**QUOTED PASSAGE:**
One afternoon I received an email from my contact in Sunnyvale California. Let's call him Abe. He seemed stressed out. He told me a story of how he was responsible for getting a major website launched. The website was going to serve a developer network that would compete with the Apple App Store. The effort was part of a multi-part push to compete with the iPhone and to try to save the company as a whole. This website was important. A lot was riding on it. Trouble was, they couldn't finish. They couldn't launch. They were having problems with the development team and the technology stack that had been adopted.
Reminds me of a good quote.
“For the want of a nail the shoe was lost,
For the want of a shoe the horse was lost,
For the want of a horse the rider was lost,
For the want of a rider the battle was lost,
For the want of a battle the kingdom was lost,
And all for the want of a horseshoe-nail.”
Abe reached out to me because he knew my company had deep expertise in ExpressionEngine, a Content Management System (CMS) that his company had trusted and used successfully on smaller initiatives. We’d worked with this client before on some small customizations and non-critical web tasks. We too were trusted. Abe was in a bind. He needed someone to help him get unstuck. Several stacks of VP's and other executives were leaning on Abe to get the project done. By the time he reached out to me he had only 90 days left to finish and launch his website. The clock was running down, and Apple was about to declare victory.
Abe should never have had to call me in on this job. He should not have let things get to the point where the shot clock was down to the last few seconds and he would have to hurl the ball across the court right at the sound of the buzzer. And score. He had good instincts and a lot of experience, so he had a well-developed feel for the big picture of a website and its problems, even without a tool like the Web Reliability Framework. Nevertheless, it would have really helped Abe if he had a tool, a roadmap, a language for how to see a problem forming and make an argument to resolve it before it got too big. A situation like this one is one of several that Web Reliability tries to serve.
So imagine that the Web Reliability Framework existed during Abe's time at the big mobile multinational, and he learned about it and decided to give it a try. Let's run his problem through the framework and see if it could have helped Abe understand his problems more clearly, begin to see how to address the issues, reduce his stress and deliver the website in a more sustainable and reliable manner.

**TO BE DONE:**
(a) Answer these from the Web Reliability passage:
(i) What would the website's developer network compete with?
(ii) Which content management system did the narrator's company know deeply?
(iii) How many days did Abe have left when he reached out?
(b) Write the next part of the Web Reliability passage, picking up after its final sentence.

**AVAILABLE DATA:**
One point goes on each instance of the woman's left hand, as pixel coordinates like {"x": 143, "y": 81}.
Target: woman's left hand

**ANSWERS TO THE PROBLEMS:**
(a)
(i) The Apple App Store
(ii) ExpressionEngine
(iii) 90 days

(b)
Abe can use Web Reliability (WR) as a troubleshooting tool. He can also use it as a progress monitoring tool. In our case, Abe would have loved to have its help as a planning tool. So let's imagine that Abe is about a month into his project. He's at lunch with his department colleagues in Sunnyvale. They're having Phở. Noodles and broth are splattering on the table, on people's clothes. The team is distracted. Their guard is down. They're being blunt and honest.
Abe grabs a napkin and a pen. He draws a big tic-tac-toe board on the napkin. Across the top, above the 3 columns he writes Team, Plan, Action. Down the side, labeling the 3 rows, he writes Motivation, Resistance, Management. Across the top of the napkin he writes a 3 sentences. Who, what, and why. He makes sure to state the customer’s primary desire in coming to the website. Abe makes sure to capture his empathy for the customer's pain and their desire to resolve it.
Across the top of the napkin, in his customer's words, Abe writes, "I am Tran, a mobile app developer. I have a great idea for a killer app for X device. I could build it for iOS, but I'm hoping to make more money on X platform and have an easier time building my app because of super helpful documentation that is easy to find, quick to load and quick to digest."
Abe and his colleagues at lunch are satisfied with the empathetic customer statement. Now they need to fill in the framework and give a score to the current state of their effort. Hopefully the score stays as close to zero as possible. If it doesn't, it signals a serious problem with the website project.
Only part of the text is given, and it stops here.